Dataset excerpts:
####

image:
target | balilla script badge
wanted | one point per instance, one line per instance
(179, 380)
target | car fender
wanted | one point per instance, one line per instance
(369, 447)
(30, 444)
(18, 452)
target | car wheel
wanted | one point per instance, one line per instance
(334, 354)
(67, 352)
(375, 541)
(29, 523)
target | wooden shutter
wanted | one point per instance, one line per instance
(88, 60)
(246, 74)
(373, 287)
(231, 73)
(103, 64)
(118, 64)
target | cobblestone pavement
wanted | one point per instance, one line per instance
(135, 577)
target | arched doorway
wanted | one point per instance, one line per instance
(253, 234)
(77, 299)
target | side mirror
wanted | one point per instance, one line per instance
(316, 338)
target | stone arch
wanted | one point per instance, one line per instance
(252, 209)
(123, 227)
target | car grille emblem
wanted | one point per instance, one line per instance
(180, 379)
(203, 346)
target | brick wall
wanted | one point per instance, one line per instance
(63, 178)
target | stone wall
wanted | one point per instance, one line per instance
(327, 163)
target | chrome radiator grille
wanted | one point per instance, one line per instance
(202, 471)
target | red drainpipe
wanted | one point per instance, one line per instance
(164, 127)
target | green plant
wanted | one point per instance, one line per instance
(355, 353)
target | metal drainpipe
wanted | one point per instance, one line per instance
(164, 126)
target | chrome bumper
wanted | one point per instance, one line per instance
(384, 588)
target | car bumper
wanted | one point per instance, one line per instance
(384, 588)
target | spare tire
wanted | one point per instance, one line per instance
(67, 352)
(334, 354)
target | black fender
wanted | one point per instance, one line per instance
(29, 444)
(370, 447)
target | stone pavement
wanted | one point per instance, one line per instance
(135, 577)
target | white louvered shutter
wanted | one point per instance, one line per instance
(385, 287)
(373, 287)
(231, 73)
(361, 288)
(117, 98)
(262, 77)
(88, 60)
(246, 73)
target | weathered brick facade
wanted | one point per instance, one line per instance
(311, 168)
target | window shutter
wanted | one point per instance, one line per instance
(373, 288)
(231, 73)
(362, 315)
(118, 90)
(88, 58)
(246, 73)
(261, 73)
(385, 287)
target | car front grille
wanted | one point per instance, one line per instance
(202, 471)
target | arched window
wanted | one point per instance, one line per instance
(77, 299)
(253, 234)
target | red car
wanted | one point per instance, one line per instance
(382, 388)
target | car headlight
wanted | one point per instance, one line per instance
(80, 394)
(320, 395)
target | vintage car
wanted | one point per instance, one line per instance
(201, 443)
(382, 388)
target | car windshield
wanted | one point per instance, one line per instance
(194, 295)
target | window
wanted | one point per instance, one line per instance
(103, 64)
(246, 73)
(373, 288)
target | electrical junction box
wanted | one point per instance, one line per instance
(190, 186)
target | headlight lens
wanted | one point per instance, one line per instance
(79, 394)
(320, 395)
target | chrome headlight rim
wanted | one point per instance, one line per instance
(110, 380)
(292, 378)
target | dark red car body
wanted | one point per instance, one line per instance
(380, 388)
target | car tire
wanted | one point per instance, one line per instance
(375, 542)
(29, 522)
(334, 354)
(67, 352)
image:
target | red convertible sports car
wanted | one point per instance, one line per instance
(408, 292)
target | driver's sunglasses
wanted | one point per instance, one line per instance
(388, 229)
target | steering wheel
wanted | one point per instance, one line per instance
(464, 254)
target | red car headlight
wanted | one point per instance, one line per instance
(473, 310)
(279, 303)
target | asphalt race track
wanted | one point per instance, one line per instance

####

EXERCISE:
If a line in the data contains the string "bumper", copy it.

TASK RESPONSE:
target | chrome bumper
target | car bumper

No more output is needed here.